• _DIRECTIONS_
Rewrite the data below as a numbered list with one line per item, skipping any blank lines. Leave the pictures out of your answer.

Dataset entries:
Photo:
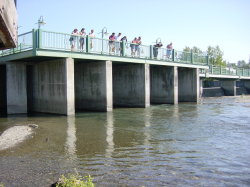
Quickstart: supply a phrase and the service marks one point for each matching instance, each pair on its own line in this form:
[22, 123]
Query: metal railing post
[123, 47]
[192, 60]
[39, 38]
[151, 52]
[173, 55]
[87, 44]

• _OUTPUT OF THE EXERCISE_
1. Photo:
2. Quickstart: supply a phrase and the service marks one point for each matching instance, each pair on its own line in this form:
3. [22, 123]
4. Query: metal railing post
5. [123, 47]
6. [192, 60]
7. [39, 38]
8. [151, 52]
9. [173, 55]
10. [87, 44]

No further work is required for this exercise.